▶ _Aim of the exercise_
The records are to be reproduced verbatim.

Extracted records
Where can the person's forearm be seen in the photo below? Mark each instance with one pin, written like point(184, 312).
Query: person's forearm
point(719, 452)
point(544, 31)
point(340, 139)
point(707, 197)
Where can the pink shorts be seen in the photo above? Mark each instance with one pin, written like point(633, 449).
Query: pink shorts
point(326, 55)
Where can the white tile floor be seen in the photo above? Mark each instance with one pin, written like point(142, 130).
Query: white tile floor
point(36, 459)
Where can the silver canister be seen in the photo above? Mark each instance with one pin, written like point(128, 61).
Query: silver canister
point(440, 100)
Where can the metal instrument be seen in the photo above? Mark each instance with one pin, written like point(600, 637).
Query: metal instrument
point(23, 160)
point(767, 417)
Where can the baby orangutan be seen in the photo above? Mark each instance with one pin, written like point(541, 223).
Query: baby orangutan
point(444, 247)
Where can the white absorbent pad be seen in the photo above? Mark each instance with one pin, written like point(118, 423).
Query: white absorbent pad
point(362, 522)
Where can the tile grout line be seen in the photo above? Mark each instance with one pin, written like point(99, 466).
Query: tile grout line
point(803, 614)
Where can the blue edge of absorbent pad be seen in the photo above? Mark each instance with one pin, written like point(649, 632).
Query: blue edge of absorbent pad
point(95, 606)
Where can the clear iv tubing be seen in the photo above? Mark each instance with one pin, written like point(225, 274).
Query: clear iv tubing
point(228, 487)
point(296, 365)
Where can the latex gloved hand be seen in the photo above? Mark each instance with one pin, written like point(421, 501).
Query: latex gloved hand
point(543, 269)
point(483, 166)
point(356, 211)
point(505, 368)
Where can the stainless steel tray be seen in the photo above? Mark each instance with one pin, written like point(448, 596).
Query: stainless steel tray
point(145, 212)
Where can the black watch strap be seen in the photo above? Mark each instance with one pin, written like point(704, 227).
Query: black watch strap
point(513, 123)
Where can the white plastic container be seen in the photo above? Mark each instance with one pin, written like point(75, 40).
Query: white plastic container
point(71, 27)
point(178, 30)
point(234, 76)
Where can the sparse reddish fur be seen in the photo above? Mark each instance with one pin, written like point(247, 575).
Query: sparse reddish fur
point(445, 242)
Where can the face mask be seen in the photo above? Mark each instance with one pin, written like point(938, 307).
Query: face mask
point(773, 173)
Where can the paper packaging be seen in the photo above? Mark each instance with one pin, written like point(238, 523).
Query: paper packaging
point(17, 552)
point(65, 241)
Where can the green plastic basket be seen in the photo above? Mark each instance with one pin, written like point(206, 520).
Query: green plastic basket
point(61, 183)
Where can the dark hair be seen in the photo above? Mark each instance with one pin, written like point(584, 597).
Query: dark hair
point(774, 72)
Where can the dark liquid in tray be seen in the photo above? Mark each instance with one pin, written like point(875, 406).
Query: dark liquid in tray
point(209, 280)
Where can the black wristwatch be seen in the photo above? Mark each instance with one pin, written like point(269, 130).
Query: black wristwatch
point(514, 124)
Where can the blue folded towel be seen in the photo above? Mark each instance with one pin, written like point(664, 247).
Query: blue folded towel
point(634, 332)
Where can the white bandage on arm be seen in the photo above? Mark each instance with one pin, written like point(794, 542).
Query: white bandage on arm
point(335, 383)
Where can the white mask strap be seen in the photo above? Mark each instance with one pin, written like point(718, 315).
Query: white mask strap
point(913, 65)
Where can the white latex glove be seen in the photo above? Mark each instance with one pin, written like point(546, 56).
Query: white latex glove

▶ _Exercise solution_
Where can the person's forearm be seen in the photo below? Mark each instance with one pin, written like point(184, 312).
Query: person's forearm
point(719, 452)
point(544, 31)
point(340, 139)
point(707, 197)
Where can the pink shorts be seen in the photo above? Mark each instance with one pin, written like point(633, 449).
Query: pink shorts
point(326, 55)
Where can the white tile floor be seen in the photo above? Mark each instance with one pin, written like point(142, 130).
Query: white tile floor
point(36, 459)
Where can the silver canister be seen in the photo above? Mark each instance with one pin, written like point(128, 61).
Query: silver canister
point(440, 100)
Where can the metal instrument be seen in the photo above? Mark each instance with one pin, written like point(600, 637).
Query: metal instrument
point(23, 160)
point(767, 417)
Where can the baby orangutan be seen in the photo above? Mark each instance with one pin, written like point(541, 223).
Query: baby orangutan
point(444, 247)
Where can the white absorbent pad be seen in the photo above? Mark each instance with one pin, written like point(118, 423).
Query: white absorbent pad
point(362, 522)
Where can the tile grout line be seen in the photo above? Mark each instance with one pin, written like point(99, 466).
Query: tile grout line
point(803, 614)
Where can the blue edge of absorbent pad be seen in the photo above? Mark each instance with one pin, written like point(649, 632).
Query: blue edge of absorbent pad
point(95, 606)
Where can the clear iv tubing be seen in the photo above? Mark each instance with one pin, written like point(225, 274).
Query: clear iv tubing
point(228, 487)
point(296, 365)
Where can the latex gloved hand be seen in the photo above? Mark each instance with one pin, written like point(421, 501).
Query: latex gloved hand
point(543, 269)
point(483, 166)
point(356, 211)
point(505, 368)
Where can the stainless steel tray be seen in the photo above? Mark each instance with one pin, written like point(448, 596).
Query: stainless steel tray
point(145, 212)
Where can the black watch strap be seen in the photo above? Mark each instance with one pin, written like point(704, 227).
Query: black watch strap
point(513, 123)
Where can the white plastic container be seen in the photo above? Mark each instance with one pin, written like point(75, 40).
Query: white plastic container
point(71, 27)
point(178, 30)
point(234, 76)
Where can the sparse reddish fur be seen in the photo above? Mark each instance with one pin, written like point(247, 575).
Query: sparse reddish fur
point(445, 242)
Where can the face mask be seen in the photo above? Mark each instance with one pin, written like point(938, 307).
Query: face mask
point(773, 173)
Where can the paper packaging be seen in the photo above? Mark each instance with one pin, written like point(238, 523).
Query: paper packaging
point(17, 552)
point(65, 241)
Where can the green plastic basket be seen in the photo above? Mark each instance with one pin, written like point(206, 520).
Query: green plastic basket
point(61, 183)
Where can the dark hair be seen in the photo above? Mark each instance with one pin, written like point(584, 597).
Query: dark hair
point(774, 72)
Where can the dark liquid in tray be seen in the photo above? Mark each instance with one pin, written like point(875, 406).
Query: dark liquid in tray
point(209, 280)
Where can the black wristwatch be seen in the photo above? Mark each instance with one pin, written like point(269, 130).
Query: black wristwatch
point(514, 124)
Where can the blue folded towel be seen in the photo above? Mark each instance with one pin, written like point(664, 247).
Query: blue folded towel
point(634, 332)
Where can the white bandage on arm be seen in the photo above? Mark each instance with one pin, written like point(794, 542).
Query: white bandage on arm
point(335, 383)
Where can the white mask strap be seen in the photo above? Mark each instance with one pin, written like point(718, 315).
Query: white mask strap
point(913, 65)
Where can the white latex glove be seen in the photo above? Mark each instance with one pin, written like point(546, 56).
Query: white latex glove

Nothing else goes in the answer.